-- Brief --
The required output is the line containing "Can you find the berry" and every line after it, transcribed exactly through the end of the data below.

-- Provided entries --

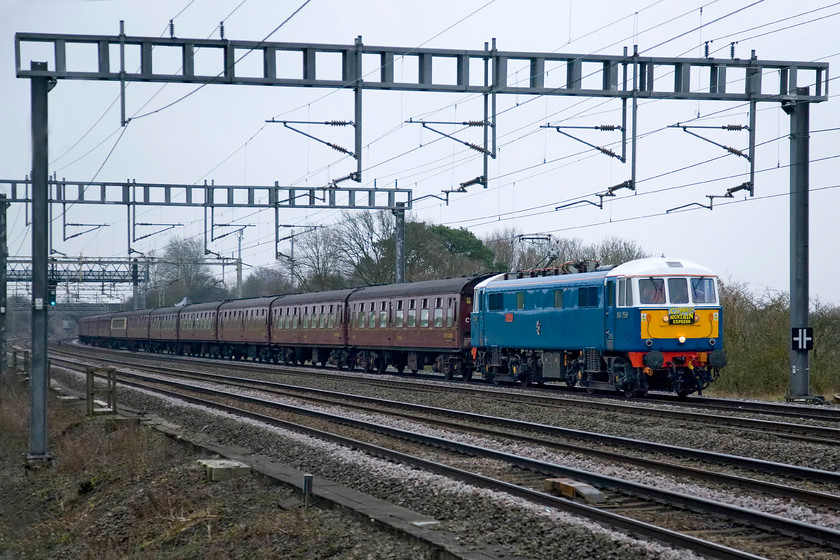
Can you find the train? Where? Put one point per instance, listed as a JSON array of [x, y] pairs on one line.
[[647, 324]]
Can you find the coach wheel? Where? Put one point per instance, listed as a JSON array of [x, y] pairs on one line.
[[380, 363], [448, 368]]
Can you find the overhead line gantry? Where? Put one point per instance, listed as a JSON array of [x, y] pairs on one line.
[[601, 74]]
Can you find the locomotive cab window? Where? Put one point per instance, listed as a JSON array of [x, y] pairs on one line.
[[625, 292], [703, 290], [677, 290], [588, 297], [651, 290]]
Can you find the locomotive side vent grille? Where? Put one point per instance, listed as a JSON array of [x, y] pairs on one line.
[[593, 359], [495, 356]]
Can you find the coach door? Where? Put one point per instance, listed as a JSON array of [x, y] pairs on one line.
[[609, 314]]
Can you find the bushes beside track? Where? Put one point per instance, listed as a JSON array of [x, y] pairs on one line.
[[757, 342]]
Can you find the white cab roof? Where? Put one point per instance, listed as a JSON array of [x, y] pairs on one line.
[[659, 266]]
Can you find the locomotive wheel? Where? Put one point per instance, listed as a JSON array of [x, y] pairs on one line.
[[625, 377]]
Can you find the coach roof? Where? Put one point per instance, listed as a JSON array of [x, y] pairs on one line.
[[410, 289]]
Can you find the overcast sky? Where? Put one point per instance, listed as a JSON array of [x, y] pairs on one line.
[[219, 133]]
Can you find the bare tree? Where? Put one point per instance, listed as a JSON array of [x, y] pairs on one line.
[[268, 280], [614, 250], [181, 273], [362, 239], [319, 261]]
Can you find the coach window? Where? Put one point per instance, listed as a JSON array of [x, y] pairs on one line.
[[398, 316], [383, 315], [677, 290], [424, 313], [412, 313], [651, 290]]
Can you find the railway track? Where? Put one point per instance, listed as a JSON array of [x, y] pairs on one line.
[[631, 499], [801, 431]]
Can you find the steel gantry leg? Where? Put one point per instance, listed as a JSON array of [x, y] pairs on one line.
[[38, 380], [799, 123]]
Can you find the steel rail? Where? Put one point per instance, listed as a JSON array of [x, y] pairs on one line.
[[759, 465], [790, 528], [602, 517], [329, 398], [821, 414]]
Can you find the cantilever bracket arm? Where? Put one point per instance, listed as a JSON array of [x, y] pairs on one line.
[[729, 149], [709, 207], [730, 193], [145, 224], [601, 205], [470, 145], [91, 227], [324, 142], [605, 151], [444, 198], [628, 184], [239, 227]]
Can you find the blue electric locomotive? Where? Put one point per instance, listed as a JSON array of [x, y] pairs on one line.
[[646, 324]]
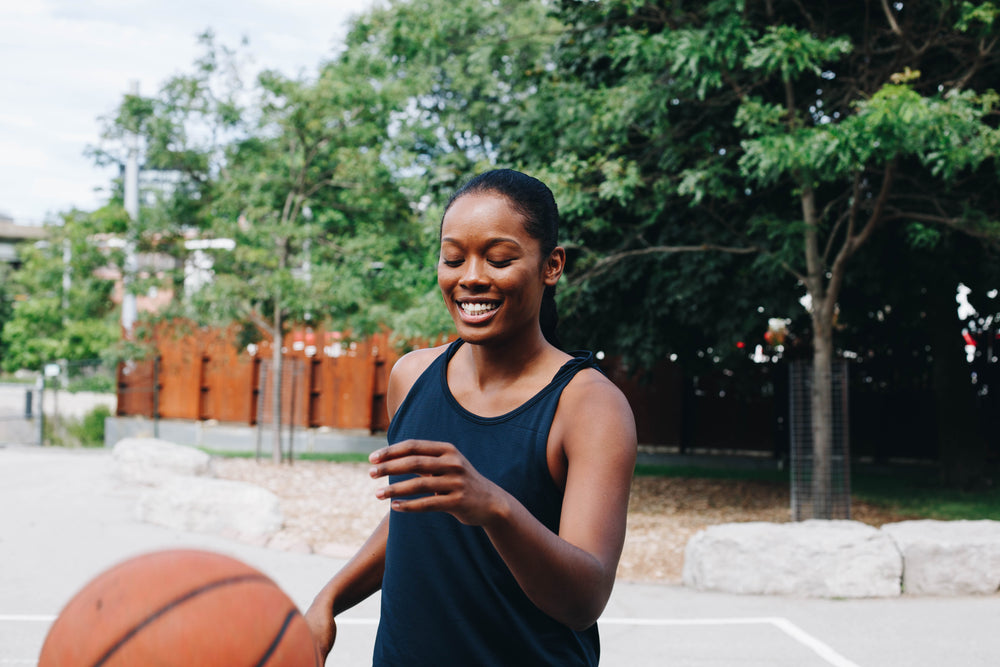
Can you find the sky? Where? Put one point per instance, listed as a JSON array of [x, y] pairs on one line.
[[66, 63]]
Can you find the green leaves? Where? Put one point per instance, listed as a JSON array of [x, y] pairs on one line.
[[790, 52]]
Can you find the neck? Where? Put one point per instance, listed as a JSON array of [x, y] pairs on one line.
[[500, 361]]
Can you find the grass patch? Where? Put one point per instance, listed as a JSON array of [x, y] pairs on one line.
[[916, 492], [923, 495]]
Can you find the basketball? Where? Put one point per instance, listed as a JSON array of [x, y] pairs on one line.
[[179, 607]]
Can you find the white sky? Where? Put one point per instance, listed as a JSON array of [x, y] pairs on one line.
[[65, 63]]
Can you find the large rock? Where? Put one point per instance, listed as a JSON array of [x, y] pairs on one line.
[[152, 461], [948, 557], [224, 507], [812, 558]]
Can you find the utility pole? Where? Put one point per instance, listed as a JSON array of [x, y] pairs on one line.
[[131, 184]]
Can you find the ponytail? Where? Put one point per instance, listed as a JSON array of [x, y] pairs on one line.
[[549, 317]]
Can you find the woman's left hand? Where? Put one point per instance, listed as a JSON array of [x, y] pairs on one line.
[[445, 482]]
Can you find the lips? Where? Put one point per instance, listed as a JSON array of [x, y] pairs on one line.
[[475, 311]]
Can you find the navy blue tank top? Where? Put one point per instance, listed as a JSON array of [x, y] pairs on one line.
[[447, 596]]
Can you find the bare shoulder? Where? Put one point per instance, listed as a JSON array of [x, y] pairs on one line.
[[405, 372], [593, 411]]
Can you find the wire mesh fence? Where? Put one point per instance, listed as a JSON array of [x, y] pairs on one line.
[[806, 501]]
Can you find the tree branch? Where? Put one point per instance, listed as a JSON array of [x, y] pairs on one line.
[[607, 262]]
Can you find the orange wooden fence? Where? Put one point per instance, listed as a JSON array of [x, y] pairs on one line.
[[199, 374]]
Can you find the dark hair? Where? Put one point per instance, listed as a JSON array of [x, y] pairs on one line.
[[533, 200]]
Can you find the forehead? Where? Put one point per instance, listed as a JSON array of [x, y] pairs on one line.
[[482, 214]]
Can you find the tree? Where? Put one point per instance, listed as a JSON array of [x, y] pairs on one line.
[[782, 134], [68, 312], [313, 211], [287, 177]]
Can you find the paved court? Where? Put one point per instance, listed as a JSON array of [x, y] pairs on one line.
[[64, 517]]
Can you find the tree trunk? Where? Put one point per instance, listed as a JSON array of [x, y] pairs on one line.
[[276, 366], [824, 298]]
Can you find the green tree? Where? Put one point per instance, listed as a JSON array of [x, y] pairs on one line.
[[781, 134], [67, 312], [284, 182]]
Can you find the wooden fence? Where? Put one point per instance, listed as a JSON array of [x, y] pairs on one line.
[[199, 374]]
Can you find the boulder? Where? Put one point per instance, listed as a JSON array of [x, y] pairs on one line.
[[152, 461], [843, 559], [224, 507], [948, 557]]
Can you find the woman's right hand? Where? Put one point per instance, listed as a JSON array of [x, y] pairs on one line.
[[323, 628]]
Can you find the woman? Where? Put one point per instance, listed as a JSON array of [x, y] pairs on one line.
[[509, 462]]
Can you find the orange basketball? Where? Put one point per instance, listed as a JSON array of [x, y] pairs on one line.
[[180, 607]]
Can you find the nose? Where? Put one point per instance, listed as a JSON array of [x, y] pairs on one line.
[[474, 276]]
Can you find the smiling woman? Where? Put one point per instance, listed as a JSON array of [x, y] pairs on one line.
[[509, 462]]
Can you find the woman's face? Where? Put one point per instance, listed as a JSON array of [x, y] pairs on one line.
[[491, 271]]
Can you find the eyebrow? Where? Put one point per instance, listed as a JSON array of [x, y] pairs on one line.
[[489, 244]]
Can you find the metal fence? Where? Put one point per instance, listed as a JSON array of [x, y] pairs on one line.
[[801, 442]]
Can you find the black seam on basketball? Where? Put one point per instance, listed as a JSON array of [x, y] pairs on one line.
[[277, 640], [174, 603]]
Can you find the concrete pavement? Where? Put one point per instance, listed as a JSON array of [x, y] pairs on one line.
[[64, 517]]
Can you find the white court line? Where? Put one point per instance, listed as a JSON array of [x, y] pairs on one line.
[[821, 649], [818, 647]]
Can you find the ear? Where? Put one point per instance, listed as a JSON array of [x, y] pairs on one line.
[[554, 265]]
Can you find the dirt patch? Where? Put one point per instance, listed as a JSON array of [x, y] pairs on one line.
[[330, 509]]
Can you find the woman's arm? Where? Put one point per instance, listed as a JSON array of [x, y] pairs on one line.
[[355, 582], [361, 577], [568, 575]]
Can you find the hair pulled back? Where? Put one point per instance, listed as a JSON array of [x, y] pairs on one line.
[[533, 200]]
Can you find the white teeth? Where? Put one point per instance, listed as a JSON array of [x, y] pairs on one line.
[[477, 308]]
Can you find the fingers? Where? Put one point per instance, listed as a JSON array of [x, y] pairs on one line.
[[410, 448], [416, 457]]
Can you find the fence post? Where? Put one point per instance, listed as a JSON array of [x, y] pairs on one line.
[[40, 384], [156, 397]]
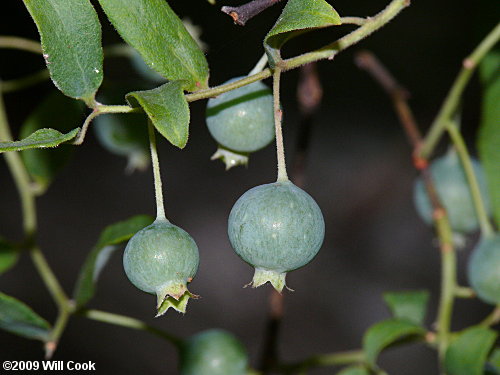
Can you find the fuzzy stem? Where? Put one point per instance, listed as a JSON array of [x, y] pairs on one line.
[[463, 153], [126, 321], [22, 181], [278, 116], [452, 100], [160, 208]]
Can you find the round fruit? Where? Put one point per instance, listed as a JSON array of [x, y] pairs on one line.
[[276, 228], [453, 191], [484, 270], [242, 120], [213, 352], [161, 259]]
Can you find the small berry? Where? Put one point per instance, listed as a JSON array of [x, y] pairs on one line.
[[213, 352], [276, 228], [453, 191], [161, 259], [241, 121], [484, 270]]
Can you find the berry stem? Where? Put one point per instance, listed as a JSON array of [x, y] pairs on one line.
[[160, 208], [278, 115], [463, 153]]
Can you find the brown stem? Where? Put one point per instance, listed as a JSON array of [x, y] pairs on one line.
[[243, 13], [367, 61]]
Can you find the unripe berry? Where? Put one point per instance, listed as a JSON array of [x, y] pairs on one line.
[[161, 259], [213, 352], [483, 269], [276, 228]]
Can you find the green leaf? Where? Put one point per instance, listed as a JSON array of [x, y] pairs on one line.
[[467, 353], [408, 305], [71, 41], [354, 370], [155, 31], [298, 16], [9, 255], [64, 113], [168, 110], [387, 332], [18, 318], [489, 131], [42, 138], [493, 364], [111, 236]]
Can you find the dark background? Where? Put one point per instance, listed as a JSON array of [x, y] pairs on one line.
[[359, 170]]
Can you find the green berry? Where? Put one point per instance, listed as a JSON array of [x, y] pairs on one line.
[[213, 352], [453, 191], [484, 270], [161, 259], [276, 228], [242, 120]]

-- Worked solution --
Can you find the berry stem? Where? Put one point per instance, listed as a JSON array of [x, y] pairs on one line.
[[160, 208], [278, 115], [463, 153]]
Can you find the brown stem? Where? Put one point per instance, listed as a JSON array of [x, y] pairs on one line.
[[243, 13], [367, 61]]
Can you find the unripe berry? Where? Put one point per instance, listed as a JSON array of [x, y] pairs on one line.
[[161, 259], [213, 352], [483, 269], [276, 228]]
Can you find the green leaf? Where? Put one point per instance, listed as a JSON array of [x, y] pairs on one line.
[[467, 353], [408, 305], [71, 41], [354, 370], [155, 31], [298, 16], [9, 255], [64, 113], [168, 110], [387, 332], [18, 318], [489, 131], [42, 138], [493, 364], [111, 236]]
Can you find the dark background? Where? Put one point per instance, listed as a JSON array of [x, y] pairs on one line.
[[359, 170]]
Can you find the green berry? Where? Put one point per instance, listed as a JSON array of [x, y] pairs on one line.
[[213, 352], [453, 191], [484, 270], [161, 259], [276, 228], [242, 120]]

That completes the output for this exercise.